======== Dataset excerpts
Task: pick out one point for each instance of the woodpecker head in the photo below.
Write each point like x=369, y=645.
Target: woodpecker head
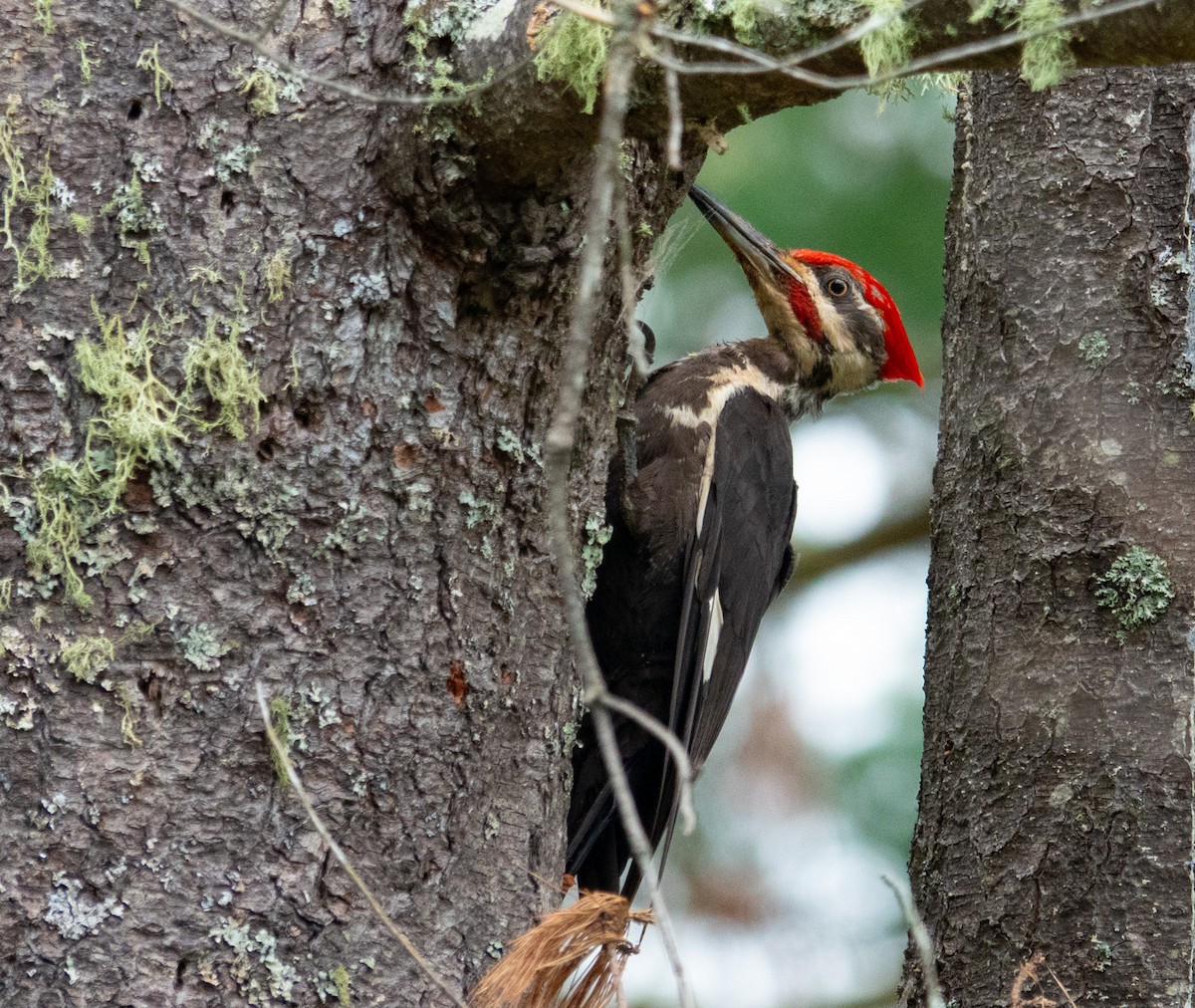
x=837, y=323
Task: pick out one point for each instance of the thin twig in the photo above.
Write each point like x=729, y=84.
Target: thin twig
x=280, y=755
x=933, y=995
x=675, y=749
x=562, y=436
x=1067, y=994
x=756, y=63
x=292, y=69
x=675, y=117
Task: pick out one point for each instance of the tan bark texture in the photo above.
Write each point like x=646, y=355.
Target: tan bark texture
x=1056, y=813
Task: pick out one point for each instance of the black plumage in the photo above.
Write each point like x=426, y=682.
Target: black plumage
x=674, y=574
x=702, y=523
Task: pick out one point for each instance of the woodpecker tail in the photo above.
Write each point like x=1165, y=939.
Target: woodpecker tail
x=536, y=971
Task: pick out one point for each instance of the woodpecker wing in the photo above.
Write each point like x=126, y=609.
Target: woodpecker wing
x=736, y=562
x=697, y=554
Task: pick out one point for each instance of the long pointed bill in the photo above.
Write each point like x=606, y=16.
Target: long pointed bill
x=757, y=251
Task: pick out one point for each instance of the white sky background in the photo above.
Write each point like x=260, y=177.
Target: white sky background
x=842, y=656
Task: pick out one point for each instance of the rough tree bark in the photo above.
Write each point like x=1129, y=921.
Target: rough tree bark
x=190, y=236
x=1056, y=812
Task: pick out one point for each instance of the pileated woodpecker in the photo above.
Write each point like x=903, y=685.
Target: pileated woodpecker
x=702, y=520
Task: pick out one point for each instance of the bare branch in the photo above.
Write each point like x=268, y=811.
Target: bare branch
x=752, y=61
x=933, y=995
x=284, y=761
x=675, y=118
x=675, y=749
x=627, y=33
x=290, y=67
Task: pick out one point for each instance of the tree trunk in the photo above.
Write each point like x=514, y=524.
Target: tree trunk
x=373, y=552
x=1056, y=813
x=192, y=238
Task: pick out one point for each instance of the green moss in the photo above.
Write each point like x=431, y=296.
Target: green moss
x=278, y=275
x=136, y=219
x=1093, y=348
x=202, y=647
x=261, y=977
x=598, y=534
x=890, y=46
x=573, y=51
x=219, y=365
x=138, y=416
x=150, y=64
x=1046, y=59
x=43, y=16
x=87, y=657
x=204, y=275
x=267, y=85
x=34, y=260
x=87, y=64
x=69, y=500
x=1136, y=589
x=280, y=720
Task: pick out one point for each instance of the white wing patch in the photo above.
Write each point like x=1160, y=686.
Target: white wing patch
x=711, y=641
x=706, y=479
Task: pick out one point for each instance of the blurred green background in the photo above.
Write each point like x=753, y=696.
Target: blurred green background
x=811, y=793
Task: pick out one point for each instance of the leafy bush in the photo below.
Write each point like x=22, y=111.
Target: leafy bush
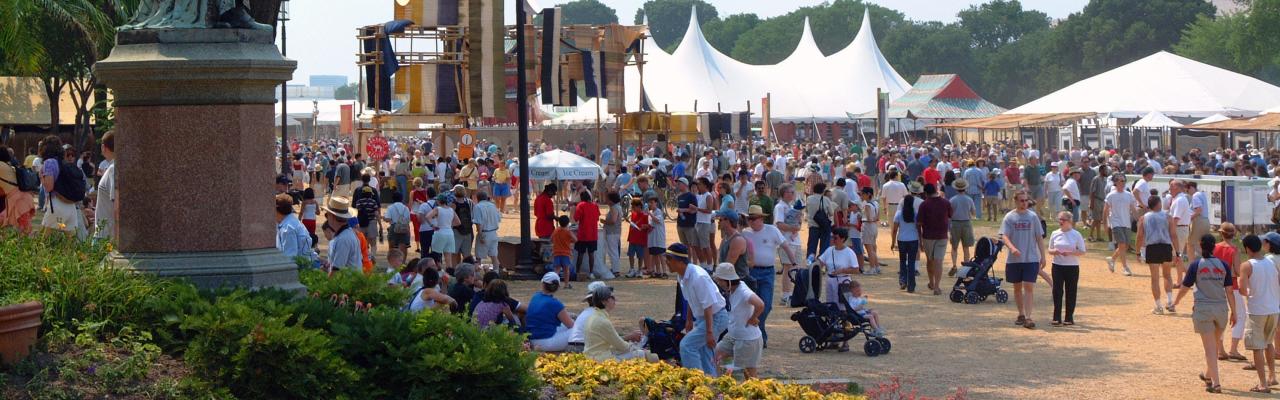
x=355, y=286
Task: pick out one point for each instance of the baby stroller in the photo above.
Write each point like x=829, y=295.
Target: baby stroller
x=826, y=326
x=663, y=336
x=974, y=281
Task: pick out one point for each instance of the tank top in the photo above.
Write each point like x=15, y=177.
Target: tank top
x=1264, y=289
x=1155, y=227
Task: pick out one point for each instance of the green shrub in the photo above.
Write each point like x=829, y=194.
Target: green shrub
x=356, y=286
x=257, y=355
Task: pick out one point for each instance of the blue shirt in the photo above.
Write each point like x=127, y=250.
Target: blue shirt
x=543, y=316
x=906, y=230
x=292, y=237
x=344, y=250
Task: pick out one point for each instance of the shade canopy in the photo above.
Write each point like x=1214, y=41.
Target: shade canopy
x=1156, y=119
x=1165, y=82
x=562, y=166
x=803, y=86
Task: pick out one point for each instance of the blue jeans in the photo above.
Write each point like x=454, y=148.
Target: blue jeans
x=977, y=204
x=763, y=277
x=693, y=349
x=818, y=241
x=906, y=254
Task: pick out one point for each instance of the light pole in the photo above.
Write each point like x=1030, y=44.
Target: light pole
x=284, y=92
x=524, y=257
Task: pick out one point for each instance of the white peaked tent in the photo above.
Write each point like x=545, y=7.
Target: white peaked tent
x=1165, y=82
x=807, y=85
x=1156, y=119
x=1211, y=119
x=562, y=166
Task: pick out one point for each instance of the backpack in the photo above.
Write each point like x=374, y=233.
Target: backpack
x=26, y=178
x=71, y=182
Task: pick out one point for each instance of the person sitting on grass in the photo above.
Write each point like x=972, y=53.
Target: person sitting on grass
x=855, y=301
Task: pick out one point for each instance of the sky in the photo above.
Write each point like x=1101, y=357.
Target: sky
x=323, y=32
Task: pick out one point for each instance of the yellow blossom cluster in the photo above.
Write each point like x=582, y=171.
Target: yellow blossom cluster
x=579, y=378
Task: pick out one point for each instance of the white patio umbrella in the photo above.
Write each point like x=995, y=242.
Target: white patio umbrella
x=562, y=166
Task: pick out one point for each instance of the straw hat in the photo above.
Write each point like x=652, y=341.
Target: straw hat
x=339, y=207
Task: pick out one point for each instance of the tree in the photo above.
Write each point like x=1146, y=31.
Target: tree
x=346, y=91
x=670, y=18
x=588, y=12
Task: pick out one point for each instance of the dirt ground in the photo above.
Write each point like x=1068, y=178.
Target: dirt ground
x=1116, y=349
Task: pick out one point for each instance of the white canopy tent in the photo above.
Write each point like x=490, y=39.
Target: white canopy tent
x=1211, y=119
x=1156, y=119
x=1165, y=82
x=807, y=85
x=562, y=166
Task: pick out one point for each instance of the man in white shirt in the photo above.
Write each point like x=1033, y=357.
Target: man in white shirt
x=707, y=316
x=766, y=241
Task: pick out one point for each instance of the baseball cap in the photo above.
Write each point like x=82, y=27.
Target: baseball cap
x=551, y=277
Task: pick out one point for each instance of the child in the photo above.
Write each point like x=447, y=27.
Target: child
x=562, y=246
x=309, y=213
x=856, y=301
x=657, y=240
x=638, y=239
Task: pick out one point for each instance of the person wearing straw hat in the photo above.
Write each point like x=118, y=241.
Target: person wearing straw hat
x=745, y=337
x=343, y=245
x=708, y=317
x=963, y=212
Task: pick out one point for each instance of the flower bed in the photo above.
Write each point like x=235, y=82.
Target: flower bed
x=574, y=376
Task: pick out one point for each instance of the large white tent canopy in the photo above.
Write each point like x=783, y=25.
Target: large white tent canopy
x=1165, y=82
x=807, y=85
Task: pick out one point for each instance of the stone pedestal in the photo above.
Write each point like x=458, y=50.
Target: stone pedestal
x=195, y=154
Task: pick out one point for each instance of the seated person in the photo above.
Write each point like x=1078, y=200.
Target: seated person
x=855, y=301
x=600, y=340
x=547, y=321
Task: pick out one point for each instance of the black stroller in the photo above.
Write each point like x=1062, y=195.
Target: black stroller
x=974, y=281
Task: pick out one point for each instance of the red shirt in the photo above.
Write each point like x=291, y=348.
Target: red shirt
x=932, y=177
x=588, y=216
x=935, y=218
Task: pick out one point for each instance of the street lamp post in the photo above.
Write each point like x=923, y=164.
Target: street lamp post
x=284, y=92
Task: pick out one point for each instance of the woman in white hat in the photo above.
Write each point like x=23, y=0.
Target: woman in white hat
x=744, y=340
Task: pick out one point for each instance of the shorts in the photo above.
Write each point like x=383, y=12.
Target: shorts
x=1258, y=331
x=1159, y=254
x=487, y=244
x=961, y=232
x=398, y=240
x=462, y=242
x=1121, y=236
x=1208, y=318
x=935, y=249
x=1022, y=272
x=502, y=190
x=704, y=235
x=746, y=353
x=688, y=236
x=871, y=232
x=635, y=250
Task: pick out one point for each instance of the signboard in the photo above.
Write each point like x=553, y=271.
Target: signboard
x=466, y=144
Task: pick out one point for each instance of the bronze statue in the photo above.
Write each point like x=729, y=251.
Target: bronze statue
x=158, y=14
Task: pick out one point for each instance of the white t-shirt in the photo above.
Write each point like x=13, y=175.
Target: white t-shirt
x=780, y=216
x=741, y=310
x=1066, y=241
x=839, y=259
x=1121, y=208
x=1180, y=209
x=766, y=244
x=894, y=191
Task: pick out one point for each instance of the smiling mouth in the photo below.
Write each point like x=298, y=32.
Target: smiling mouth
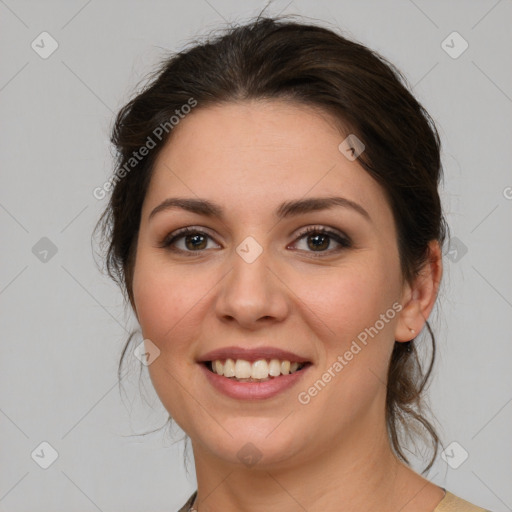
x=260, y=370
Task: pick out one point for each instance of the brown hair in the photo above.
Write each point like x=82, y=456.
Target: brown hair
x=281, y=59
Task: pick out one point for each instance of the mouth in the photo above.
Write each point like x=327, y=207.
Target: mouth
x=260, y=370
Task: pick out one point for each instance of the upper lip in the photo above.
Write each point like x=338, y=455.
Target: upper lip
x=251, y=354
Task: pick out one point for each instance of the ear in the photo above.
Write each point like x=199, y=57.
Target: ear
x=419, y=297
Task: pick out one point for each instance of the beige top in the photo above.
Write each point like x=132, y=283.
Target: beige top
x=450, y=503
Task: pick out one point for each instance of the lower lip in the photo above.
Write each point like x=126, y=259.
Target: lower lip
x=253, y=390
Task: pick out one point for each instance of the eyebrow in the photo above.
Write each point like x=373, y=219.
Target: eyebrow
x=286, y=209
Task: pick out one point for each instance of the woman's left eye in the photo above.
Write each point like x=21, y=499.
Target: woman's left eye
x=319, y=239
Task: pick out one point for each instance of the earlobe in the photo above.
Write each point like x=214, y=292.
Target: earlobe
x=419, y=297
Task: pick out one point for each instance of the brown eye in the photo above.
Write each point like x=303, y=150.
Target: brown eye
x=187, y=241
x=319, y=240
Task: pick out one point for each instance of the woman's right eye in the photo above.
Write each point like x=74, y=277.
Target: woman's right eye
x=187, y=241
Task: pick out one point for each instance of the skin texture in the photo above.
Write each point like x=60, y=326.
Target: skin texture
x=333, y=453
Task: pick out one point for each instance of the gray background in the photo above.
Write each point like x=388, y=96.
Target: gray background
x=63, y=323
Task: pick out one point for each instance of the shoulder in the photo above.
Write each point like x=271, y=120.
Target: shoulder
x=187, y=505
x=452, y=503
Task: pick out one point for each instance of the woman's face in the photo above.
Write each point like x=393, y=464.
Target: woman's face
x=251, y=279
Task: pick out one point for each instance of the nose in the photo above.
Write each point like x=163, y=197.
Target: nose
x=252, y=294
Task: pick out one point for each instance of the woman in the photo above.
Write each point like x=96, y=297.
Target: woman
x=276, y=225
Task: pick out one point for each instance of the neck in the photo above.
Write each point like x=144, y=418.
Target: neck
x=360, y=474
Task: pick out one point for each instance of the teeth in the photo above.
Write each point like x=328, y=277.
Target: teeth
x=258, y=370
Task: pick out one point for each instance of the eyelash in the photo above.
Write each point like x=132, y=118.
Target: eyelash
x=343, y=240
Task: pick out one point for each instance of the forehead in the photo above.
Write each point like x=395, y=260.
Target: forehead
x=260, y=153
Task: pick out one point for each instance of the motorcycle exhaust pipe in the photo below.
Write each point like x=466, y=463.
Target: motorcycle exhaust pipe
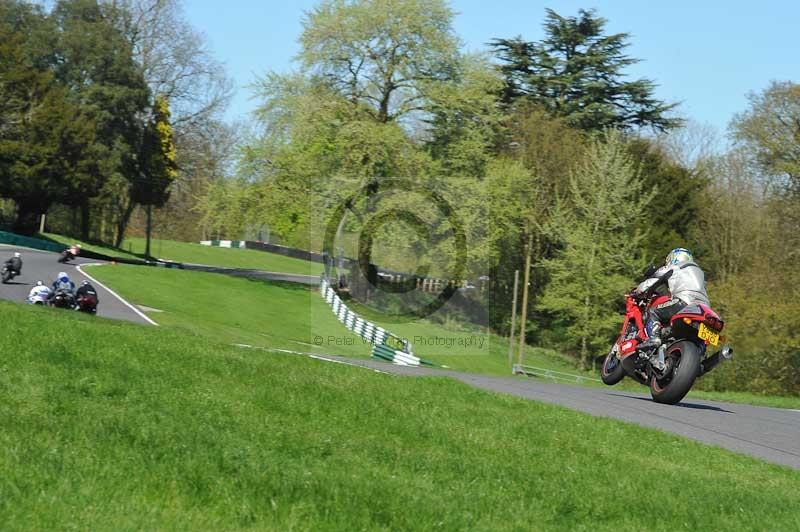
x=726, y=353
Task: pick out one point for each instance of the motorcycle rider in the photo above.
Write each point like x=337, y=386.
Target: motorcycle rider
x=687, y=285
x=87, y=290
x=40, y=291
x=14, y=264
x=63, y=284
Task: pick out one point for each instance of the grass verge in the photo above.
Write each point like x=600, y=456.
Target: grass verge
x=133, y=248
x=292, y=317
x=111, y=426
x=231, y=258
x=97, y=248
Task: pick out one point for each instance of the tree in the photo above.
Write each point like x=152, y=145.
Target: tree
x=681, y=193
x=577, y=72
x=96, y=64
x=160, y=168
x=174, y=59
x=598, y=228
x=523, y=188
x=466, y=120
x=770, y=130
x=48, y=143
x=381, y=54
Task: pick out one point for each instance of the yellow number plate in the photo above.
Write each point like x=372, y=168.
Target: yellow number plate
x=704, y=333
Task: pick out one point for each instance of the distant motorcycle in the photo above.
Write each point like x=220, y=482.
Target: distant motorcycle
x=87, y=303
x=69, y=254
x=7, y=274
x=63, y=299
x=38, y=300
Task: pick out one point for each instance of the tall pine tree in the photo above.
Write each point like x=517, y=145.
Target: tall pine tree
x=577, y=72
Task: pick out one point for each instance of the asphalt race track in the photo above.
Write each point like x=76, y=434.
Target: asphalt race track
x=42, y=265
x=771, y=434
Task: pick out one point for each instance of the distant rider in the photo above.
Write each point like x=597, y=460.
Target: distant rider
x=39, y=293
x=14, y=264
x=687, y=285
x=87, y=290
x=63, y=284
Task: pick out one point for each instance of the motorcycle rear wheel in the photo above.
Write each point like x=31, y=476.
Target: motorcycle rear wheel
x=672, y=388
x=611, y=372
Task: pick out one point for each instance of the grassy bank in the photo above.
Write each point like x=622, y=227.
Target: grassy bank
x=109, y=251
x=288, y=316
x=215, y=256
x=110, y=426
x=133, y=248
x=292, y=317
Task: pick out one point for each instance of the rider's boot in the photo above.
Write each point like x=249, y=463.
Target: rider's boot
x=654, y=339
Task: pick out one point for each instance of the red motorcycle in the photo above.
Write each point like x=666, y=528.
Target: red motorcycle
x=671, y=369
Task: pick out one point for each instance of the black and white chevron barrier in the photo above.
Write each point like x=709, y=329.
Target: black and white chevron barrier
x=374, y=334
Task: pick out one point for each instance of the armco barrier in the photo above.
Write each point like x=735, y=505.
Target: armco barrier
x=14, y=239
x=374, y=334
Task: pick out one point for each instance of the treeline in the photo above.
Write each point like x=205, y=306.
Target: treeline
x=106, y=106
x=555, y=163
x=548, y=158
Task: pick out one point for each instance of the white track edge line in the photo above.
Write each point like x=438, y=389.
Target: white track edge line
x=133, y=308
x=311, y=355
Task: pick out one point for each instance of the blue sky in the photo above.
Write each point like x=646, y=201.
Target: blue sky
x=706, y=54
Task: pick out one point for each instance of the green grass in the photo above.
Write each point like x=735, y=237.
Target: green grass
x=232, y=258
x=109, y=426
x=133, y=248
x=286, y=316
x=104, y=250
x=292, y=317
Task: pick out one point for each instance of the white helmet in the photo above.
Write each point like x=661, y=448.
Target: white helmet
x=679, y=256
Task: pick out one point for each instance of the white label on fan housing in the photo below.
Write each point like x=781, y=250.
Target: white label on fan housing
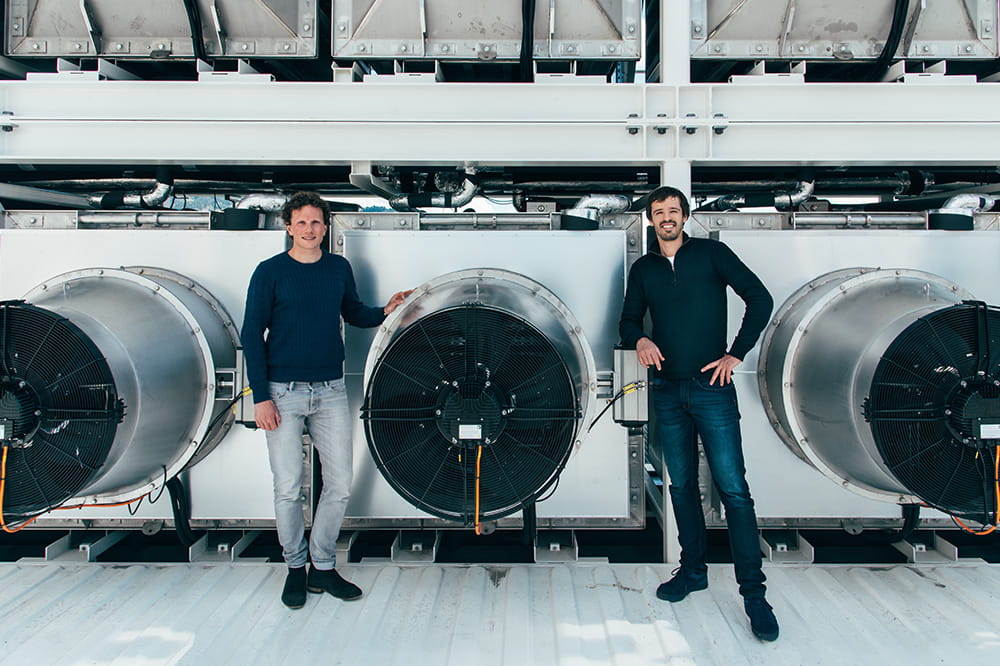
x=470, y=431
x=989, y=431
================
Action item: Copy every line from the data that includes the string "below".

Exercise response:
Task: pick out one point for each instance of the woodpecker head in the photo below.
Task: pick out one point for each instance of the leafy bush in the photo below.
Task: pick out one point for each instance of the smiling mouth in the photo below.
Task: pick out one point for each instance of the motorcycle exhaust pipe in the photo below.
Task: pick out one point for each instance of the white label on fan housing in the photo below.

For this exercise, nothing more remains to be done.